■ DIRECTIONS FOR THIS TASK: For this exercise, repeat all of the material verbatim apart from its images.

(Location annotation dataset excerpts)
┌────────
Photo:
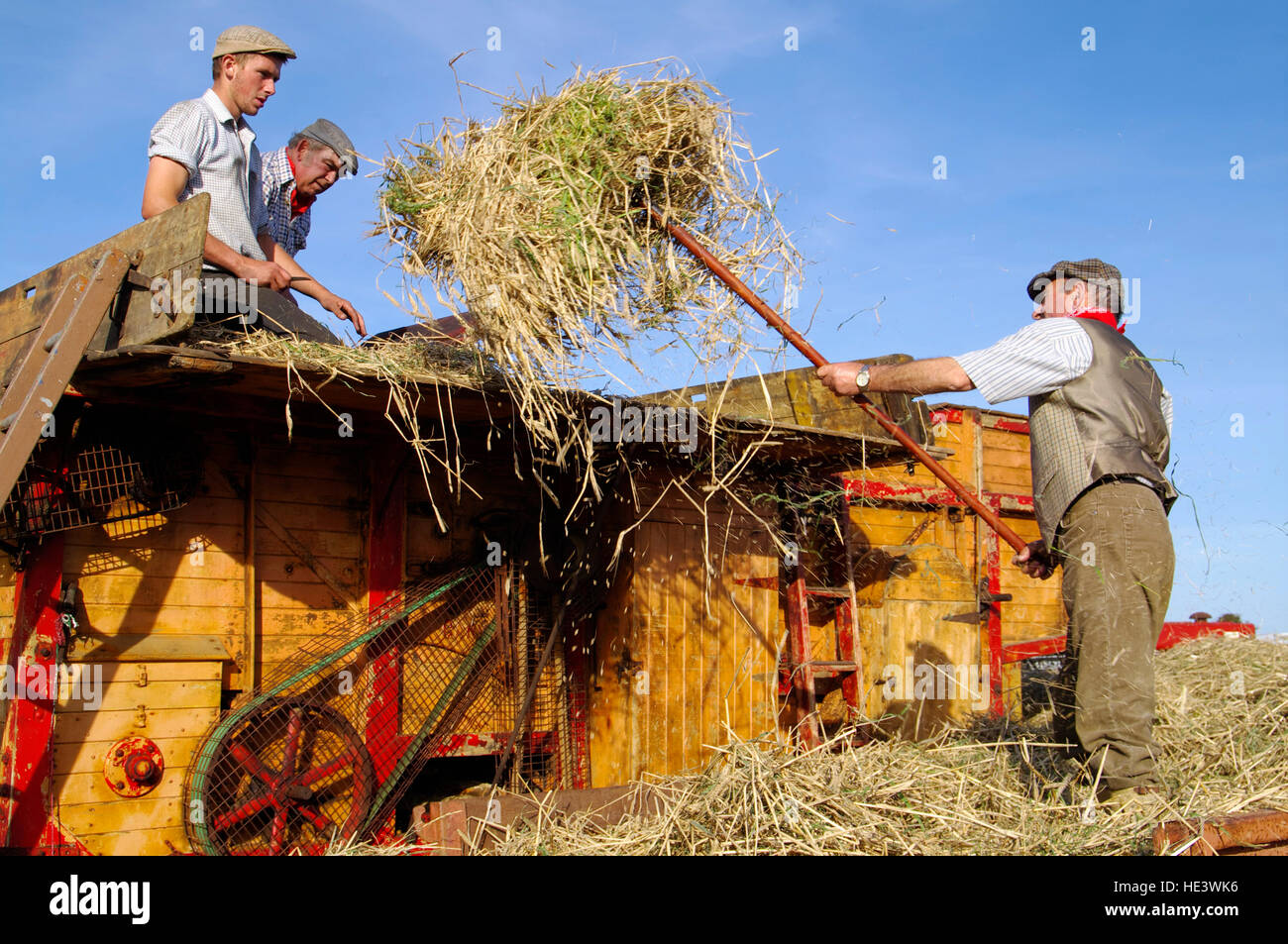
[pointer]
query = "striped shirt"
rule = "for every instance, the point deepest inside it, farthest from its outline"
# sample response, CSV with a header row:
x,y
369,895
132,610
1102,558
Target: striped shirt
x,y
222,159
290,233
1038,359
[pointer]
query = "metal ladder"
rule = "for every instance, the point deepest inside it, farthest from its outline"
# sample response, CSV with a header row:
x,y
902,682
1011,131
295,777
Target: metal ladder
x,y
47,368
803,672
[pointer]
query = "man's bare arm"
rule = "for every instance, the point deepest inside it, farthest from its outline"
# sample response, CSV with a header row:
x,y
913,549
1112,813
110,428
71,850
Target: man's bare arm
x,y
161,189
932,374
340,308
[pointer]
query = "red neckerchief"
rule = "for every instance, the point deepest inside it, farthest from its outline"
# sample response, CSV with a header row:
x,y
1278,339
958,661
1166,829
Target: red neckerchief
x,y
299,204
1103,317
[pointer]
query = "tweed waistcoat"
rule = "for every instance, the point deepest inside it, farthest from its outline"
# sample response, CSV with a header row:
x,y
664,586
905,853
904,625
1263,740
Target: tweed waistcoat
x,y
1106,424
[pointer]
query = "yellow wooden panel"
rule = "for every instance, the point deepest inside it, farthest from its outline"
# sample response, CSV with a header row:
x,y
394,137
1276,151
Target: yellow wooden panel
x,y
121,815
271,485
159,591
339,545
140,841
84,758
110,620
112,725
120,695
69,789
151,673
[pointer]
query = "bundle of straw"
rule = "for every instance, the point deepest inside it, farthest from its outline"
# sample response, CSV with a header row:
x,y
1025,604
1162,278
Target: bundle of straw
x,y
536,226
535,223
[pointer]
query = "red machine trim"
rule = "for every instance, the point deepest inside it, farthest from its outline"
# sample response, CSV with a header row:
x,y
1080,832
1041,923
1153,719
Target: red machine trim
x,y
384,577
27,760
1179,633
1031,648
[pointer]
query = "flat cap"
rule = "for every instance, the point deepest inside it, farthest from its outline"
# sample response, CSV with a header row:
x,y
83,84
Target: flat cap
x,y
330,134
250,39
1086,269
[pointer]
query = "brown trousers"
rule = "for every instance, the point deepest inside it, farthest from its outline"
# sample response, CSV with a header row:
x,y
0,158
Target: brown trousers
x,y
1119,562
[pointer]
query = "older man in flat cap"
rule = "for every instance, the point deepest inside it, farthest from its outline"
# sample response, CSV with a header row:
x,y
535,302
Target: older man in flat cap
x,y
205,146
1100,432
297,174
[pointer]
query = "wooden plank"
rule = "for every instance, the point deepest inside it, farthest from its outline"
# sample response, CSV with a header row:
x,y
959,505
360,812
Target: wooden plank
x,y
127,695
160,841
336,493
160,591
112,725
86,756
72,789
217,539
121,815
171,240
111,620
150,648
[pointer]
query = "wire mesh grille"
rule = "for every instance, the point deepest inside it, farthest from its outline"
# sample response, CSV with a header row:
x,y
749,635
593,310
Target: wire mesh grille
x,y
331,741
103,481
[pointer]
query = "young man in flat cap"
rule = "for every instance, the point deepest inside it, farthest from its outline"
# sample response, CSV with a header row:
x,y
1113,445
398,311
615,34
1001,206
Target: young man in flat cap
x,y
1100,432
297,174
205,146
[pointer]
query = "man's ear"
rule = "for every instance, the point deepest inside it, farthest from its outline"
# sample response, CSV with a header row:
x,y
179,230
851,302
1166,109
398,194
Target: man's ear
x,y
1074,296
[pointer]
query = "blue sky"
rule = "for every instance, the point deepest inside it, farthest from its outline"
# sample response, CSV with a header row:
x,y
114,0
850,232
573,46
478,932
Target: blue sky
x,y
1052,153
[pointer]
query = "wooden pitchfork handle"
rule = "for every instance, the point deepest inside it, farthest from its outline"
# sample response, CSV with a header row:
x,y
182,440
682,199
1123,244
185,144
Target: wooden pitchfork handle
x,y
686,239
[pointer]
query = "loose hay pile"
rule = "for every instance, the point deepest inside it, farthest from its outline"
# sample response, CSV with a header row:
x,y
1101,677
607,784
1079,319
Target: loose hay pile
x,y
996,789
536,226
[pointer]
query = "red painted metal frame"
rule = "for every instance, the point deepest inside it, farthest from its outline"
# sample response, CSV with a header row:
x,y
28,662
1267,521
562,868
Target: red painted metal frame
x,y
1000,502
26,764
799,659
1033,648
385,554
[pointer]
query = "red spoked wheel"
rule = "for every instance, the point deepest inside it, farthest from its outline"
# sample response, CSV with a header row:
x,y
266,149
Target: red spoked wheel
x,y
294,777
└────────
■ SOLUTION:
Photo:
[pointer]
query = "striped shirt"
rule = "for every instance, the point deepest inside it, farthest from its outline"
# sample response, CSV with a header row:
x,y
369,895
132,610
1102,558
Target: striped shirt
x,y
222,159
290,233
1038,359
[pointer]
query = "metal ladder"
rule = "for every instance, the point deepest inside it, farthest from its outline"
# sample response, CSV with a header row:
x,y
902,682
1011,131
295,777
Target: metal ladder
x,y
47,368
803,672
[pointer]
query = "man's bare arm"
rule = "for every instance, the point deepest inside it, farthest from its outline"
# sample response, CSV with a header row:
x,y
913,549
1112,813
110,428
71,850
Target: man's bare arm
x,y
161,189
932,374
340,308
[pointer]
query = "red neckerchief"
rule = "for every instance, the point deepest inside it, farthest from its outline"
# sample response, CSV with a header row:
x,y
1278,339
958,661
1166,829
Target: red neckerchief
x,y
299,204
1103,317
[pointer]
query = "tweed waistcoat"
rule = "for every instance, the point deepest inside it, farthest from its outline"
# sample response, CSV with a header row:
x,y
664,586
905,853
904,625
1263,740
Target: tweed waistcoat
x,y
1106,424
[pointer]
query = "yellow wooden panel"
rule = "for every instance, the point deepest inside it, farthest from its outline"
# sample response, CSV with a header row:
x,y
394,137
1276,151
Target: yellow wooden panel
x,y
121,815
271,485
159,591
339,545
140,841
84,758
110,620
112,725
120,695
69,789
151,673
[pointer]
query = "bundle of straw"
rule = "for every instance, the point deepest inside it, farthest from its outline"
# sample response, CSV with a header row:
x,y
1025,604
1162,278
Target: bundle of straw
x,y
536,226
535,223
[pointer]
query = "red machine trim"
rule = "for every instance, the point deepest inside it, farthest from its outline"
# sample response, CSV with a header row:
x,y
1080,832
1041,923
1153,719
Target: red machine trim
x,y
384,577
27,760
1179,633
1031,648
[pointer]
query = "flat cap"
rule = "for every instance, the point deepest inside it, farthest from its outline"
# sample response, CSV with a header row:
x,y
83,84
Target: flat cap
x,y
330,134
250,39
1086,269
[pointer]
query = "brown trousers"
rule = "for every instance, the point deepest inside it, farthest from its outline"
# sample response, CSV with a header row:
x,y
0,158
Target: brown trousers
x,y
1119,562
[pointer]
query = "older man in flat cap"
rule = "for every instance, the point deepest inside it, farthest from its outline"
# sample response, CSV with a header row:
x,y
535,302
Target: older man in flat cap
x,y
205,146
1100,432
297,174
[pointer]
query = "wooden plank"
rule = "for every instance, the point deepest inside it, farthest from its outline"
# sample response, CSV with a header row:
x,y
959,505
360,812
Target: wooden plank
x,y
127,695
160,841
336,493
160,591
112,725
86,756
72,789
217,539
121,815
171,240
111,620
150,648
[pointer]
query = "wire mesh grille"
rule = "for every instance, the point deepest inside it, farthest from its outline"
# sample response, CSV with a header row:
x,y
749,635
593,310
Target: wire mesh grille
x,y
331,741
103,481
[pointer]
query = "young man in flat cap"
rule = "for every instance, the point deepest inside it, farthest from its outline"
# sample response, CSV with a header row:
x,y
1113,445
398,311
615,34
1001,206
Target: young man in flat cap
x,y
1100,432
297,174
205,146
[pointer]
query = "man's ear"
rule = "for every instance, the point deepest inside it, farthest from its outline"
# sample response, CSV with a header row:
x,y
179,230
851,302
1166,109
398,194
Target: man's ear
x,y
1074,296
[pointer]
query = "blue sky"
rule = "for every instance, the point deepest inside it, farthest from its outline"
# sample response, CSV with a header row:
x,y
114,0
850,232
573,46
478,932
Target: blue sky
x,y
1052,153
[pointer]
query = "wooden pitchfork handle"
rule = "for every instance, the point deepest inside it, farthest from its outline"
# sample response, CSV with a header row:
x,y
182,440
682,199
1123,244
185,144
Target: wooden pitchfork handle
x,y
686,239
[pointer]
query = "loose hay pile"
rule = "for every instance, the point deepest inside it, farthest from its outline"
# sample response, CSV with a header row:
x,y
1101,677
607,784
1079,319
Target: loose hay pile
x,y
996,789
536,226
[pointer]
query = "red painted metal frame"
rule = "for every instance, the point deepest inside it, farthest from its outline"
# sample response, CSV with a header row:
x,y
28,662
1267,521
562,868
Target: red painted metal frame
x,y
1000,502
26,764
799,659
1033,648
385,554
[pointer]
query = "red spoked wheel"
rule = "for every instance, the point deepest inside it, farthest from its outline"
# sample response, CSV with a header row:
x,y
266,149
Target: red spoked wheel
x,y
294,777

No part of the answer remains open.